Travail demandé
Dans l'extrait sur la loi n°104-12, à quel titre les compagnies d'assurance et de réassurance sont-elles soumises à cette loi ?

Extrait du texte
Le secteur de l’assurance et de la réassurance est-il soumis à la loi n°104-12 sur la concurrence et la liberté des prix ?
Oui, les compagnies d’assurance et de réassurance sont soumises à la loi n°104-12 sur la concurrence et la liberté des prix, car ce sont des fournisseurs de service, au sens de l’article 1er de ladite loi. Celui-ci prévoit que son champ d’application s’étend à toute personne physique ou morale (même à capitaux publics) qui a ou non son siège social au Maroc, dès lors que ses opérations ou comportements ont un effet sur la concurrence sur le marché marocain ou une partie substantielle de celui-ci.

Matériel présenté
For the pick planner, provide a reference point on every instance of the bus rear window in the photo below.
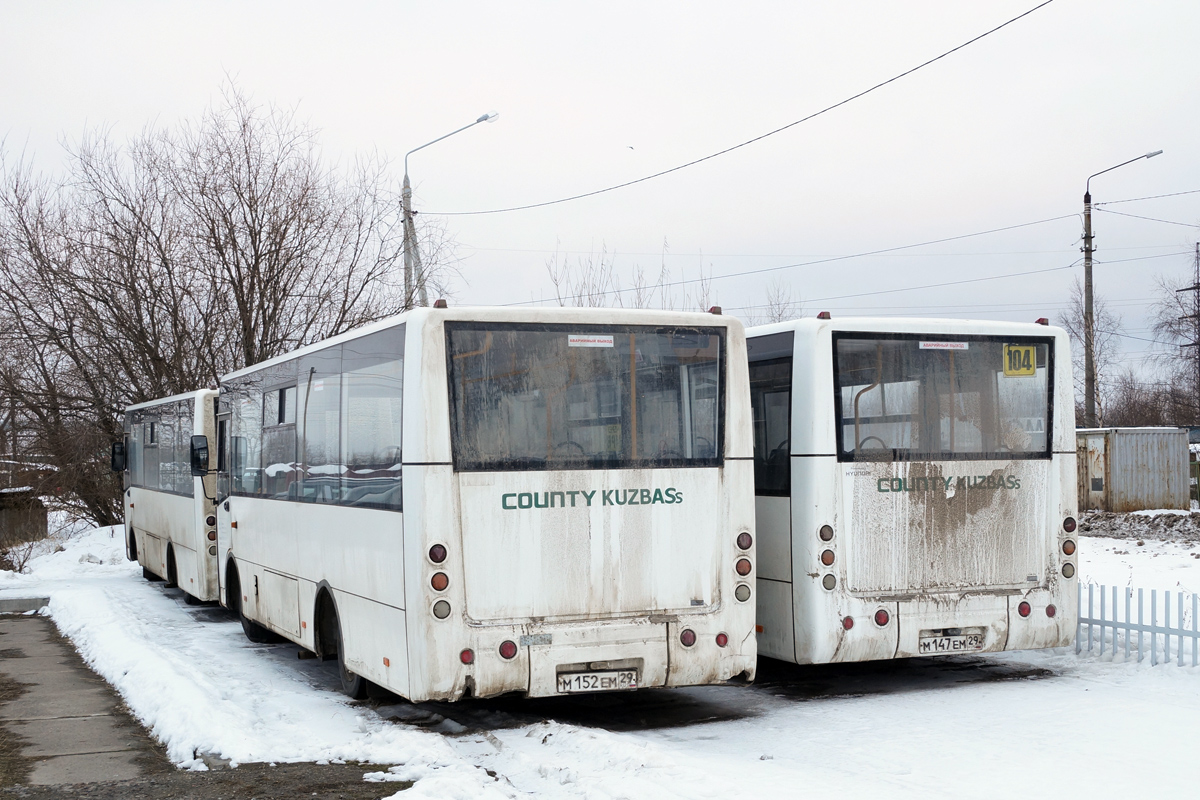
(527, 396)
(923, 397)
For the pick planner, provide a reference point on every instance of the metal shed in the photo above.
(1132, 469)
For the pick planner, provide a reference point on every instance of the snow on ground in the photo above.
(955, 727)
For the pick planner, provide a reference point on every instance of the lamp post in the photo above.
(413, 272)
(1089, 322)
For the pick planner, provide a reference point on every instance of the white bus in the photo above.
(483, 500)
(169, 510)
(915, 487)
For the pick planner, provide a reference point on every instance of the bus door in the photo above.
(225, 533)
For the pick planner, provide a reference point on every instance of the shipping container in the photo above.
(1133, 469)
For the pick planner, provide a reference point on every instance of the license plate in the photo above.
(933, 643)
(597, 681)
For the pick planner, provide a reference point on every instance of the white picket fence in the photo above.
(1105, 625)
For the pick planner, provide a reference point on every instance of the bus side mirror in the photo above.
(199, 456)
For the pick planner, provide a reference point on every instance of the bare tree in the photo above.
(1107, 334)
(154, 268)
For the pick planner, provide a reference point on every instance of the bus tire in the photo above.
(253, 631)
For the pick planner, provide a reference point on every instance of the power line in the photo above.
(834, 258)
(1152, 197)
(1170, 222)
(749, 142)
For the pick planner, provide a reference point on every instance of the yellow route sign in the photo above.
(1020, 360)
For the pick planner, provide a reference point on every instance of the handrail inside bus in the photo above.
(879, 379)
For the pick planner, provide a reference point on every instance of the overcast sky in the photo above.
(1000, 133)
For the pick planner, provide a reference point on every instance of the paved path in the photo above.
(64, 723)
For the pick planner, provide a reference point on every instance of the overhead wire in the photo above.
(748, 142)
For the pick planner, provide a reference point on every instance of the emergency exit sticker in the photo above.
(1019, 360)
(588, 340)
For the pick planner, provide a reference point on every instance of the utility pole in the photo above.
(1089, 322)
(1195, 322)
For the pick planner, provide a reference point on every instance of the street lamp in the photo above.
(1089, 323)
(412, 254)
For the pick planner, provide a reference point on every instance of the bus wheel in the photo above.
(253, 631)
(352, 684)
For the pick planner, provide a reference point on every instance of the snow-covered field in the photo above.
(1033, 723)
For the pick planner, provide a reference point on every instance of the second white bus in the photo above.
(916, 487)
(474, 501)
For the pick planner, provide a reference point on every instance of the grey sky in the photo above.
(1001, 133)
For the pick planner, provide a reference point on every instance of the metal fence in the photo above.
(1102, 623)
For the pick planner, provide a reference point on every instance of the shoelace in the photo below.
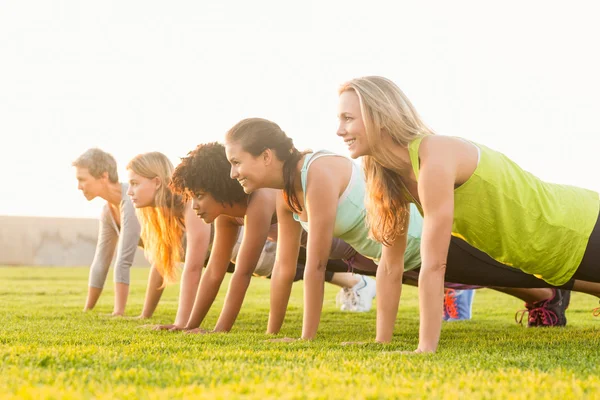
(450, 304)
(349, 297)
(537, 315)
(519, 315)
(549, 318)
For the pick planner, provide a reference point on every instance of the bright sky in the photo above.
(136, 76)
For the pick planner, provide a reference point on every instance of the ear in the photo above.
(267, 156)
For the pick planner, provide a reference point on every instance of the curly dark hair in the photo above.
(206, 169)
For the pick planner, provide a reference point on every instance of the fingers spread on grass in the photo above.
(196, 331)
(283, 340)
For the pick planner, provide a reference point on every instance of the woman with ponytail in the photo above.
(468, 194)
(202, 178)
(323, 193)
(168, 224)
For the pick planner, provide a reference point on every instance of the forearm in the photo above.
(431, 296)
(233, 302)
(207, 292)
(281, 288)
(389, 289)
(187, 293)
(153, 292)
(314, 279)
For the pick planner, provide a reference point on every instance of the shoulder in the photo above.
(332, 164)
(261, 195)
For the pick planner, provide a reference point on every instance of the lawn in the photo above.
(49, 348)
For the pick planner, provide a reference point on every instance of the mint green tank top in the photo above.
(519, 220)
(350, 220)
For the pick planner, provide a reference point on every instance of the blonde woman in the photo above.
(464, 190)
(323, 194)
(96, 173)
(168, 223)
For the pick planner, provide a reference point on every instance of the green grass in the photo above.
(50, 349)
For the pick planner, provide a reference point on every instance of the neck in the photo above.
(112, 193)
(395, 157)
(238, 210)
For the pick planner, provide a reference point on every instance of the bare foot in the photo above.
(283, 340)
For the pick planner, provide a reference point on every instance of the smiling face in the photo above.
(142, 190)
(248, 170)
(205, 206)
(90, 186)
(352, 127)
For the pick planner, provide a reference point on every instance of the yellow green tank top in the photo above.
(519, 220)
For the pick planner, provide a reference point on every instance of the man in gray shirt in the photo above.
(96, 173)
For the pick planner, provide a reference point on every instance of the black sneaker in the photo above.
(549, 312)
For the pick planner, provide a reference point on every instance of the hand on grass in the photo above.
(167, 327)
(283, 340)
(196, 331)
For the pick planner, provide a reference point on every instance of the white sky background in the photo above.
(130, 77)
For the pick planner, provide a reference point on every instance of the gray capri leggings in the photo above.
(110, 238)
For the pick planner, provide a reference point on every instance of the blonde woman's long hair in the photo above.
(162, 225)
(386, 111)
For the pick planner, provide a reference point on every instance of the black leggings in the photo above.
(589, 268)
(469, 266)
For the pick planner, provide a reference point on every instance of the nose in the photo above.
(341, 130)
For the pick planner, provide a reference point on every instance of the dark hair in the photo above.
(206, 169)
(258, 134)
(98, 162)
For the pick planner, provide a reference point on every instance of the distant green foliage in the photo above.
(49, 348)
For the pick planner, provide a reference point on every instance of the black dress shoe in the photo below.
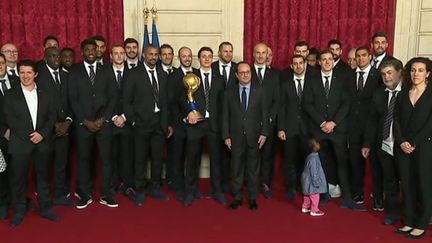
(253, 205)
(237, 203)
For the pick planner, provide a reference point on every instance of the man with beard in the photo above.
(380, 45)
(176, 147)
(55, 81)
(131, 48)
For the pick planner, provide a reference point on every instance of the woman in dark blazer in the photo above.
(413, 147)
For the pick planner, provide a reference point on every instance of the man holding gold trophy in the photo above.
(203, 112)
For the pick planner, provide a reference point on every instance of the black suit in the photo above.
(22, 150)
(91, 102)
(374, 141)
(59, 93)
(271, 89)
(359, 113)
(150, 128)
(208, 129)
(4, 183)
(334, 108)
(244, 129)
(413, 124)
(293, 120)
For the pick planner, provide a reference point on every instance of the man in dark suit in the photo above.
(327, 104)
(122, 140)
(380, 45)
(268, 79)
(55, 81)
(209, 98)
(245, 128)
(177, 143)
(30, 117)
(92, 100)
(7, 82)
(131, 48)
(340, 67)
(145, 105)
(225, 67)
(361, 85)
(379, 137)
(292, 122)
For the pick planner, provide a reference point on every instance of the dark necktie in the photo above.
(206, 89)
(119, 78)
(13, 71)
(224, 73)
(260, 77)
(327, 85)
(360, 82)
(4, 87)
(389, 116)
(244, 99)
(56, 79)
(92, 74)
(155, 88)
(299, 89)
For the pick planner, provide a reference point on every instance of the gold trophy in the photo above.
(192, 83)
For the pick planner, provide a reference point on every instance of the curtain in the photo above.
(26, 23)
(281, 23)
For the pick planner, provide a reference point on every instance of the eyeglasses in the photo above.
(10, 52)
(244, 73)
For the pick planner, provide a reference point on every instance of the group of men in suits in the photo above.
(132, 110)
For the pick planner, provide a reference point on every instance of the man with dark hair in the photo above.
(55, 81)
(244, 130)
(145, 106)
(131, 47)
(7, 82)
(209, 98)
(327, 103)
(67, 58)
(361, 85)
(379, 138)
(101, 45)
(92, 100)
(268, 79)
(292, 122)
(380, 45)
(31, 126)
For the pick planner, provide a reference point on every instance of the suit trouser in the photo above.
(245, 162)
(415, 174)
(268, 157)
(151, 140)
(391, 182)
(122, 156)
(338, 147)
(294, 158)
(85, 142)
(18, 174)
(61, 163)
(196, 134)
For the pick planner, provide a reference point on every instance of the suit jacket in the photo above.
(46, 81)
(413, 123)
(138, 100)
(232, 79)
(320, 109)
(292, 118)
(360, 104)
(14, 81)
(271, 88)
(90, 102)
(251, 123)
(20, 122)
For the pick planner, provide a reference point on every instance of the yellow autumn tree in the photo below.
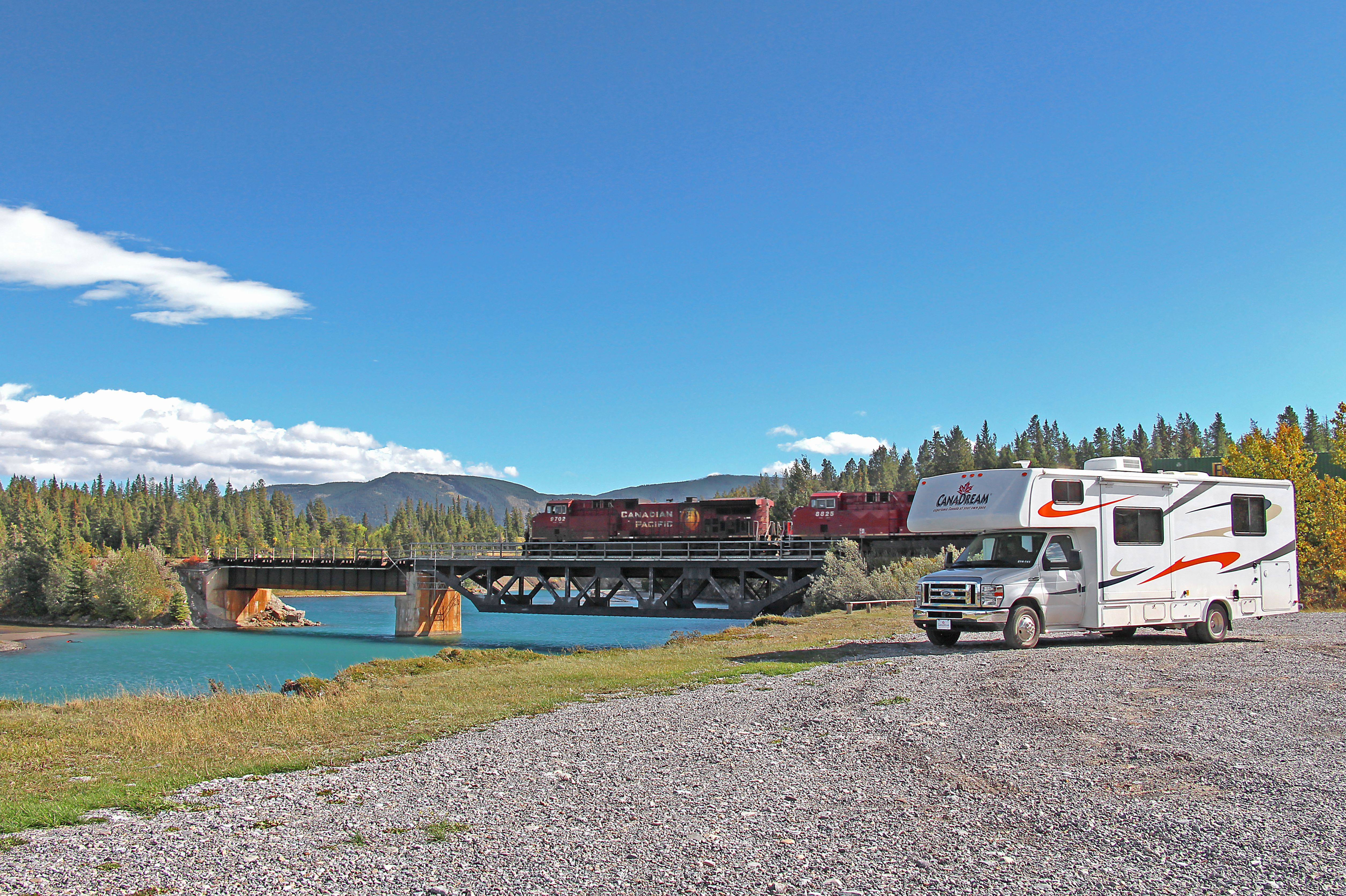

Réponse complète
En tant que fournisseurs de service, au sens de l'article 1er de la loi.